About this exercise:
Only an exact repetition of the entries counts as an answer.

Referring expression pointing data:
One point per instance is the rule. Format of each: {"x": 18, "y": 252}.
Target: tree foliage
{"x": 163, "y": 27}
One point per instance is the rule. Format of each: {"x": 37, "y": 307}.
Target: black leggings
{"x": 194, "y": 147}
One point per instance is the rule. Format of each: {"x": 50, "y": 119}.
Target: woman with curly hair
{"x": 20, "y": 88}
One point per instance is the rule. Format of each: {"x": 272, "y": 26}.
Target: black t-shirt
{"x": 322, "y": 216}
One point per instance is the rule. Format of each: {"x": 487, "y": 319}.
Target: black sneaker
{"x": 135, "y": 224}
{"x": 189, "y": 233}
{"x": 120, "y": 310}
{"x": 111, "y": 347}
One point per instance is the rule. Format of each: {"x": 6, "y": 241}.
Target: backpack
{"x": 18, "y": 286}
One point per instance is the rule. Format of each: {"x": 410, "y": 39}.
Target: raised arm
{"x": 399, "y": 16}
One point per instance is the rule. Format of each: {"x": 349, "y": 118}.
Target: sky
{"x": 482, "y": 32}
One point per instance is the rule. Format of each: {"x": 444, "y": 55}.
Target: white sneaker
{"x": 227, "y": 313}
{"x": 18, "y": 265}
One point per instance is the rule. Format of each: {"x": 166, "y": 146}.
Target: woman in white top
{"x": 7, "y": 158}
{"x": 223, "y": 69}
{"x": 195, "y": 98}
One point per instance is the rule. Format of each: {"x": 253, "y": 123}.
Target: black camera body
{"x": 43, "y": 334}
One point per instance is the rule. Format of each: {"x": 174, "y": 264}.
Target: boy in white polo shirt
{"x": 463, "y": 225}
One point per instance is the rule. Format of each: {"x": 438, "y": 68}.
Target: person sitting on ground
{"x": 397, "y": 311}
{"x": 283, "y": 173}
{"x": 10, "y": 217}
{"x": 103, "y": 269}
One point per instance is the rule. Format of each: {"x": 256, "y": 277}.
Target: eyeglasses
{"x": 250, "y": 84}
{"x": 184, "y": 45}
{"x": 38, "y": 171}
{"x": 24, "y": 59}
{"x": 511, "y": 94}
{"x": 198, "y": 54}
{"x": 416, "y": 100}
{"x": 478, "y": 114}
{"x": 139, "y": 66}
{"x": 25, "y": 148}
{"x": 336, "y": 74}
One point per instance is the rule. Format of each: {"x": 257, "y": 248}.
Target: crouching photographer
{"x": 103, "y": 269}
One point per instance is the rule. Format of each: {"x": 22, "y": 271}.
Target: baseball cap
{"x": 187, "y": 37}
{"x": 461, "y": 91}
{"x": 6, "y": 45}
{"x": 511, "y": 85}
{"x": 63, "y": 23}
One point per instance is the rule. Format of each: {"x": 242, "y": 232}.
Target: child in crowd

Task output:
One point per instance is the rule. Format of each: {"x": 18, "y": 252}.
Target: tree foliage
{"x": 163, "y": 27}
One point per instance is the rule. Format of each: {"x": 37, "y": 307}.
Target: black leggings
{"x": 194, "y": 147}
One point per instance is the rule. Format of each: {"x": 50, "y": 119}.
Target: woman with curly hair
{"x": 20, "y": 88}
One point per instance is the rule. Format of each: {"x": 272, "y": 26}.
Target: black t-shirt
{"x": 322, "y": 216}
One point per instance is the rule. Format of each: {"x": 487, "y": 319}.
Target: black sneaker
{"x": 135, "y": 224}
{"x": 189, "y": 233}
{"x": 120, "y": 310}
{"x": 111, "y": 347}
One point per instance is the rule. Format of each: {"x": 6, "y": 241}.
Target: backpack
{"x": 18, "y": 286}
One point per instance is the rule. Format of each: {"x": 410, "y": 39}.
Target: raised arm
{"x": 399, "y": 16}
One point per instance is the rule. Format of each: {"x": 349, "y": 118}.
Target: sky
{"x": 482, "y": 32}
One point per instance is the rule. Format of each: {"x": 444, "y": 55}.
Target: white sneaker
{"x": 227, "y": 313}
{"x": 18, "y": 265}
One point per instance is the rule. Format of each: {"x": 166, "y": 146}.
Target: woman in white top
{"x": 7, "y": 158}
{"x": 223, "y": 69}
{"x": 195, "y": 98}
One point per instance is the rule. Format of each: {"x": 253, "y": 123}.
Target: black camera body
{"x": 43, "y": 334}
One point per instance is the rule. Format of each: {"x": 174, "y": 264}.
Target: boy in white polo shirt
{"x": 463, "y": 225}
One point per instance is the rule. Format of each: {"x": 438, "y": 68}.
Target: person sitting on ground
{"x": 397, "y": 311}
{"x": 283, "y": 173}
{"x": 10, "y": 217}
{"x": 103, "y": 269}
One point per instance is the rule. Format of each: {"x": 256, "y": 277}.
Target: eyeglasses
{"x": 250, "y": 84}
{"x": 184, "y": 45}
{"x": 38, "y": 171}
{"x": 24, "y": 59}
{"x": 511, "y": 94}
{"x": 198, "y": 54}
{"x": 416, "y": 100}
{"x": 478, "y": 114}
{"x": 139, "y": 66}
{"x": 25, "y": 148}
{"x": 336, "y": 74}
One point per instance is the rule. Format of each: {"x": 257, "y": 248}.
Target: crouching photographer
{"x": 103, "y": 269}
One point per instance is the rule. Format of each: {"x": 22, "y": 271}.
Target: baseball cap
{"x": 187, "y": 37}
{"x": 461, "y": 91}
{"x": 6, "y": 45}
{"x": 511, "y": 85}
{"x": 63, "y": 23}
One point per instance is the rule. Format of each: {"x": 242, "y": 232}.
Target: child in crowd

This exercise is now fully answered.